• TEXT TO READ:
--

Use Sybase triggers to write dynamic statement using all old and new values for creating your own replication transaction statement log?

PROBLEM SUMMARY
I have to write I/U/D-statement-generating-triggers for a bucardo/symmetricDS-inspired homemade bidirectional replication system between Sybase ADS and Postgresql 11 groups of nodes, using BEFORE triggers on any Postgresql and Sybase DB that creates Insert/Update/Delete commands based on the command entered in a replicating source table: e.g. an INSERT INTO PERSON (first_name,last_name,gender,age,ethnicity) Values ('John','Doe','M',42,'C') and manipulate them into a corresponding Insert statement, and UPDATE by getting OLD and NEW values to dynamically make an UPDATE statement, along with getting OLD values to make a DELETE command, all to run per command on a destination at some interval.
I know this is difficult and no one does this but it is for a job and I have no other options and can't object to offer a different solution. I have no other teammates or human resources to help outside of SO and something like Codementors, which was not so helpful. My idea/strategy is to copy parts of bucardo/SymmetricDS when inserting OLD and NEW values for generating a statement/command to run on the destination. Right now, I am snapshotting the whole table to a CSV as opposed to doing by individual command, but by command and looping through table that generates and saves commands will make the job much easier.
One big issue is that they come from Sybase ADS and have a mixed Key/Index structure (many tables have NO PK) and are mirroring that in Postgresql, so I am trying to write PK-less statements, or all-column commands to get around the no-pk tables. They also will only replicate certain columns for certain tables, so I have a column in a table for them to insert the column names delimited by ';' and then split it out into an array and link the column names to the values for each statement to generate a full command for I/U/D, Hopefully. I am open to other strategies but this is a big solo project and I have gone at it many ways with much difficulty.
I mostly come from DBA background and have some programming experience with the fundamentals, so I am mostly pseudocoding each major sequence,googling for syntax by part, and adjusting as I go or encounter a language incapability. I am thankful for any help given, as I am getting a bit desperate and discouraged.
WHAT I HAVE TRIED
I have to do this for Sybase ADS and Postgresql but this question is intially over ADS since it's more challenging and older.

--

• TASKS AND EXERCISES:
1. In the post about replication triggers, what character separates the column names stored in the table?
2. From the post about replication triggers, extract the passage that opens with the words containing "One big issue" and closes with "with much difficulty.".
The material after this note comes from a source unrelated to the post.

• ITEMS:

--

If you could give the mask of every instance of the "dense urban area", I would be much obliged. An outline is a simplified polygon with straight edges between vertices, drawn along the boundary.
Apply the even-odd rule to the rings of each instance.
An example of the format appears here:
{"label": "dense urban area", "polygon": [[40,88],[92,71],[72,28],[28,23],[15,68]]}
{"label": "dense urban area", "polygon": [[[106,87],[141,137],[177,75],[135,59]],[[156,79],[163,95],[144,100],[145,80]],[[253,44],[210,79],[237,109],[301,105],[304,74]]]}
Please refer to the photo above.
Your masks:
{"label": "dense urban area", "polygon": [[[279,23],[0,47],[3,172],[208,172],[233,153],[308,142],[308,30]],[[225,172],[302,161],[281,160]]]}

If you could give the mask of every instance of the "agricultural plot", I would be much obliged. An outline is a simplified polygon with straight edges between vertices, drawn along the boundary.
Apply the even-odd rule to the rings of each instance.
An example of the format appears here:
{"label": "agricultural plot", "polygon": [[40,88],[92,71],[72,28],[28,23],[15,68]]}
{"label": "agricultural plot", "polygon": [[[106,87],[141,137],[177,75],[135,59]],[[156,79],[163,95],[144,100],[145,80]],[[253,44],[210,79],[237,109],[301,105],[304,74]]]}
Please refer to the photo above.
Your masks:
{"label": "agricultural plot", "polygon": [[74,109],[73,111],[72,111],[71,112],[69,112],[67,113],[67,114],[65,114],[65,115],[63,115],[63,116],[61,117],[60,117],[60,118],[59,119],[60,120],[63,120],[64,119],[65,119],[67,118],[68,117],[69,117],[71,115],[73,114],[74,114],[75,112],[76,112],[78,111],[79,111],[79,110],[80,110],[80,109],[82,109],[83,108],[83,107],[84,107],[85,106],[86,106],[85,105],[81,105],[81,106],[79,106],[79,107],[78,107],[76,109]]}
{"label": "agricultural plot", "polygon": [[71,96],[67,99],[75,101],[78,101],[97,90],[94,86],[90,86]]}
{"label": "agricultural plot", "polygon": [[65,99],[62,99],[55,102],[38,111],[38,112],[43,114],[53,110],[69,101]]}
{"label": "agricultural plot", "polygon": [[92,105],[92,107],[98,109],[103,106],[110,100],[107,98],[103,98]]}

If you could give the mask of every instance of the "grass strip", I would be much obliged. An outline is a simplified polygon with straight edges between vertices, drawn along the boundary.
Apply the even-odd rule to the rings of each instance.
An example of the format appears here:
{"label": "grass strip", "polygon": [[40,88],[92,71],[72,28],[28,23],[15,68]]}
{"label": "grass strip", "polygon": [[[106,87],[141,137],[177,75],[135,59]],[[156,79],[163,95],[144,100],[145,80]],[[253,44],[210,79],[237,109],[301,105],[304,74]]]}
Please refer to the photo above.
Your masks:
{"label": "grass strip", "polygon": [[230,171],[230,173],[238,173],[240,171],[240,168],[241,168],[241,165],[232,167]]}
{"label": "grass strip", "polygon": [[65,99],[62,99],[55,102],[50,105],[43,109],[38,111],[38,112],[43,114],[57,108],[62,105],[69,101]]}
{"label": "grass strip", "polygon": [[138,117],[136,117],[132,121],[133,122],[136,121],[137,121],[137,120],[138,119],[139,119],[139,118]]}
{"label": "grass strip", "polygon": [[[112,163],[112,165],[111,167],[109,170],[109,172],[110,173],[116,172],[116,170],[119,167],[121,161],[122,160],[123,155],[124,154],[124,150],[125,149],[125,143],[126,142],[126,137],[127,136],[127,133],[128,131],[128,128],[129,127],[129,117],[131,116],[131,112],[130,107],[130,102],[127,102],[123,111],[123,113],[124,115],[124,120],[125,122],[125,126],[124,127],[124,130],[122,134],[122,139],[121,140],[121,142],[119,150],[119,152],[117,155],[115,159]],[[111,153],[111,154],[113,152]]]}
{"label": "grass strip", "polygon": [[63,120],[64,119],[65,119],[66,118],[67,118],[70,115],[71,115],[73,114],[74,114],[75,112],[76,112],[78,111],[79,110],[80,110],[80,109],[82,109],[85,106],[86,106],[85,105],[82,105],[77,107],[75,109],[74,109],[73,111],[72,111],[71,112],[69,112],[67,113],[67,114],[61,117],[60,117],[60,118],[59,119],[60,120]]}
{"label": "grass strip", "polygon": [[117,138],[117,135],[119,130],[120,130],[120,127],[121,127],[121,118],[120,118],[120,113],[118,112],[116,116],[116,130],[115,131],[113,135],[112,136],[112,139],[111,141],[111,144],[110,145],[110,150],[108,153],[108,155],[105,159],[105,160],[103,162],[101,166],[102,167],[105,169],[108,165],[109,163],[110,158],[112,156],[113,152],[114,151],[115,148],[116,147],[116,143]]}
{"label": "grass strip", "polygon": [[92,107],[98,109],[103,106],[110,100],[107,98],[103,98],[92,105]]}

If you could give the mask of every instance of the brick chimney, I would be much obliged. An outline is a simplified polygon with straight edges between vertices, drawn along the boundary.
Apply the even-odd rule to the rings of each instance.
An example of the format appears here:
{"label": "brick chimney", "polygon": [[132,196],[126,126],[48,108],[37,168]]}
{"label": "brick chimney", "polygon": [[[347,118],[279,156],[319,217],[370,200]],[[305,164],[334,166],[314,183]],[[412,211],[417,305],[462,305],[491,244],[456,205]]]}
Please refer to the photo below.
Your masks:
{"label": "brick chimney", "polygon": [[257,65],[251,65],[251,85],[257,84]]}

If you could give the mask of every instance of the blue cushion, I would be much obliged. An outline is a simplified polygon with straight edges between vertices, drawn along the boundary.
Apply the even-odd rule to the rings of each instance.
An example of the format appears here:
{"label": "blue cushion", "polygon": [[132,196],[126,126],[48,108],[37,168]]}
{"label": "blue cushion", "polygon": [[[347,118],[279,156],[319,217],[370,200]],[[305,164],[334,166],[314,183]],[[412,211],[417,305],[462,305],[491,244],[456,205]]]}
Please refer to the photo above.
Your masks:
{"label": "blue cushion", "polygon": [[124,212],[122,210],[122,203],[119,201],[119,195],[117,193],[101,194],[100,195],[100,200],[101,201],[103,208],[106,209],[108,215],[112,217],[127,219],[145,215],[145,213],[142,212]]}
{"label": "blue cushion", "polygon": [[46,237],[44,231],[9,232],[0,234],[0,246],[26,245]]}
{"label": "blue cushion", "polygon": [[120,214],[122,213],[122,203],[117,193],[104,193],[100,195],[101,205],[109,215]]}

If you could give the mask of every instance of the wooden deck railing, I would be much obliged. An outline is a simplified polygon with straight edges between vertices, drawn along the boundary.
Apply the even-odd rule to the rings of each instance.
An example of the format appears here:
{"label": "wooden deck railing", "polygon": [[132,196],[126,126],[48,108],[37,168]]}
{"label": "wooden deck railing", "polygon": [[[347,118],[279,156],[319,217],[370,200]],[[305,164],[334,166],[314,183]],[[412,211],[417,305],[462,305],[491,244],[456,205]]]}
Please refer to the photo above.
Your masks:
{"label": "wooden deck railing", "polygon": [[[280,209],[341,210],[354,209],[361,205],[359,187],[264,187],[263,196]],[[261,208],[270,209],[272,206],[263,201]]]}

--

• TASK-BY-TASK OUTPUTS:
1. A semicolon (';').

2.
One big issue is that they come from Sybase ADS and have a mixed Key/Index structure (many tables have NO PK) and are mirroring that in Postgresql, so I am trying to write PK-less statements, or all-column commands to get around the no-pk tables. They also will only replicate certain columns for certain tables, so I have a column in a table for them to insert the column names delimited by ';' and then split it out into an array and link the column names to the values for each statement to generate a full command for I/U/D, Hopefully. I am open to other strategies but this is a big solo project and I have gone at it many ways with much difficulty.